■ FRAGMENTO DEL TEXTO ■
————
En el verano del 2016 un libro atrajo mi atención en una librería. Me encontraba en Puebla, terminando mi tesis de doctorado que versaba sobre la movilización popular y el nacionalismo gandhiano en India. Mi visita a la librería ese día obedecía al hartazgo: buscaba algo que me distrajera del tema de mi estudio—que llegué a odiar un poco, como suele pasar con los doctorados—y que, de paso, me ayudara a curar mi ignorancia sobre la historia y la historiografía mexicana. La portada mostraba una pintura de una ciudad portuaria en llamas desde la perspectiva de algún barco situado a poca distancia de la costa. El título me pareció intrigante: En el espejo haitiano. Los indios del Bajío y el colapso del orden colonial en América Latina. El autor, Luis Fernando Granados, era un desconocido para mí. 

Ese mismo día por la tarde emprendí la lectura. Quedé fascinado de inmediato. Era un libro extraño, erudito, sintético y de gran audacia intelectual. Me encontré subrayando y tomando notas sin descanso (tengo mi copia al lado mientras escribo y he podido confirmar que no hay una sola página que haya quedado libre de anotaciones y señalamientos). Las páginas combinaban distintas narrativas y se movían en diferentes direcciones. A medida que avanzaba, iba aprendiendo mucho sobre historia de México y América Latina (el aparato crítico del texto es una clase magistral de historiografía) a la vez que percibía ecos de las lecturas que durante años me habían envuelto en dudas y descubrimientos en mis estudios sobre el Sur de Asia. La vasta erudición del texto me introdujo al fascinante mundo de la historia de los movimientos populares en Nueva España y México—a través de autores hasta entonces para mí desconocidos como John Tutino, Juan Ortiz Escamilla, Eric Van Young, Alfredo Ávila, Virginia Guedea, Brian Hamnett, Tulio Halperín—y su lectura me llevó de manera oblicua pero potente a revalorar en nueva clave la obra de historiadores como Ranajit Guha, Bernard Cohn y Shahid Amin. Al final de leer el primero de los tres ensayos que componen el libro me di cuenta de que, lejos de servir como distracción al desgastante trabajo del doctorado, este libro acabaría nutriendo aquella tesis que presenté, finalmente, en los últimos meses de aquel mismo año.
————
■ DATOS PROPORCIONADOS ■
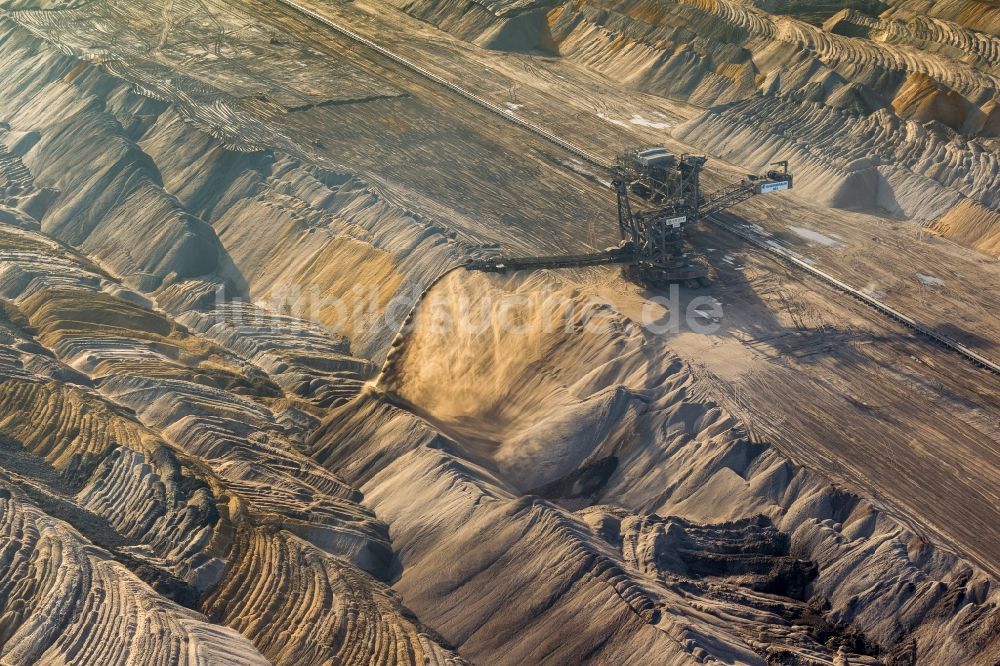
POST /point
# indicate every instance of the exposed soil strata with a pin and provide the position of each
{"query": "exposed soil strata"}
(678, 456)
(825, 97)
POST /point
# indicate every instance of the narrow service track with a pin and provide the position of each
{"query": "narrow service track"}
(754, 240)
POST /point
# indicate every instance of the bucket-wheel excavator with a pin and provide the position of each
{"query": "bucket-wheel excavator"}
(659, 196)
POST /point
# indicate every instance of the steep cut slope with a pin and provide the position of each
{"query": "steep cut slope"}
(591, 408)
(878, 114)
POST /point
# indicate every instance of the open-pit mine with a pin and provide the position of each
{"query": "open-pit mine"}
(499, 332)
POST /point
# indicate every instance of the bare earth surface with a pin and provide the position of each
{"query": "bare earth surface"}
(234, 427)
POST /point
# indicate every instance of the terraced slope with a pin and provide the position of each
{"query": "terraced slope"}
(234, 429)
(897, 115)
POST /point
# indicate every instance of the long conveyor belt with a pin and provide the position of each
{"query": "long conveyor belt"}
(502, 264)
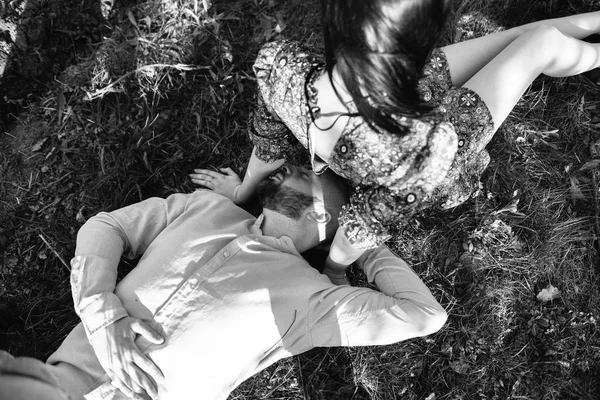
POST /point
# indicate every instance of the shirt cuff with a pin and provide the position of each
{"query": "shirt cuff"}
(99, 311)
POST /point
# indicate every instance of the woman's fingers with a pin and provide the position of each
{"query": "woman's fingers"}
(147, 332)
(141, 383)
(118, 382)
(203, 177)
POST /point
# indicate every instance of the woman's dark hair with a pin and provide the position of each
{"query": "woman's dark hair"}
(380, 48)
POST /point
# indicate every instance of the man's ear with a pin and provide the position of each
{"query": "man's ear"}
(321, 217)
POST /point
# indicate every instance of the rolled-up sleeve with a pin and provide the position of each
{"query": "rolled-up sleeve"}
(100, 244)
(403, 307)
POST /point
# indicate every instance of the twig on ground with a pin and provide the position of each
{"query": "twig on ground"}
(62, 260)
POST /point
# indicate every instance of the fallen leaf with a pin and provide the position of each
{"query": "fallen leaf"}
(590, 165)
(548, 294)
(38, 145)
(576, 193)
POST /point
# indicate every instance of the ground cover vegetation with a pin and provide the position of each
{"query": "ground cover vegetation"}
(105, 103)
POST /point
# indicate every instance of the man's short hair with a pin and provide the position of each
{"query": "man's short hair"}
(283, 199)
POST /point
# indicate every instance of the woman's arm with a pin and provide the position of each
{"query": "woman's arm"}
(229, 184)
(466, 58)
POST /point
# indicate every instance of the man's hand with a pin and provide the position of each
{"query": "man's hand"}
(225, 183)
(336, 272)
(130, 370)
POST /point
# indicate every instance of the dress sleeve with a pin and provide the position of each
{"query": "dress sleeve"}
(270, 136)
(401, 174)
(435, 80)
————
■ TAREA ASIGNADA 1 ■
Extrae todas las líneas de los registros que contengan la palabra "exposed", teniendo en cuenta que las mayúsculas y minúsculas importan.
■ TAREA ASIGNADA 2 ■
Continúa el texto sobre la lectura del libro En el espejo haitiano a partir de su última oración.
El texto y los registros no guardan ninguna relación entre sí.

■ RESPUESTA ESCRITA 1 ■
# indicate every instance of the exposed soil strata with a pin and provide the position of each
{"query": "exposed soil strata"}

■ RESPUESTA ESCRITA 2 ■
A partir de entonces, me dediqué a seguir a Luis Fernando Granados en bibliotecas, redes y alguno que otro evento académico. Lo vi muy poco. Su presencia —humana, textual y virtual— me causaba perplejidad a la vez que me resultaba retadora y reconfortante. Durante una estancia posdoctoral en la UNAM durante el 2017, le escribí un mail para invitarlo a una entrevista que quería hacerle en torno a En el espejo haitiano. Su respuesta fue generosa y entusiasta. Lamentablemente, esa entrevista nunca se concretó. En los siguientes meses mantuvimos un contacto escueto: me invitó a escribir en el sitio El presente del pasado, y coincidimos en algunos congresos y en encuentros en relación al proyecto de la Revista Común

En estos años, he leído muchos de sus textos cortos, su libro Sueñan las piedras, y escuchado varias intervenciones suyas en seminarios, congresos y presentaciones. Lo he admirado intensamente. Su forma de escribir y hablar sobre el oficio de la historia me reveló algo inasible y, ahora me doy cuenta, invaluable. La anomalía de su mirada me reconcilió con los “grandes momentos” de la historia nacional y con el reto de las preguntas que parecen haber recibido respuesta de una vez y para siempre. Su obra me ayudó a desenmarañar la imaginación de esa historia con las mezquindades, rigideces y limitaciones de quienes se empeñan en marchitar el pasado a través del dogma, el ego y el cálculo. Indirectamente, me enseñó que hay muchas formas de ser historiador —incluso en un país como México—. Ahora que ya no está aquí, me gusta pensar que se puede aspirar a pulir el reflejo de su maestría, su lucidez y su generosidad. Me duele pensar que ya no podremos tenerlo como maestro, colega y amigo. Dudo que haya leído nada que yo haya escrito. Me pesa pensar que ahora no podrá hacerlo. Su lectura se ha perdido. 

Nos queda su obra, que hoy hemos de encargarnos de honrar y hacer eco. Nos queda también su sentido del humor, su voluntad de jugarse completo en cada intervención pública, su apuesta por contribuir, a través de la escritura, a la construcción de un país mejor, sus intentos de mantenerse lúcido a pesar del constante juego entre el miedo y la esperanza en que todos vivimos inmersos como parte de la especie humana.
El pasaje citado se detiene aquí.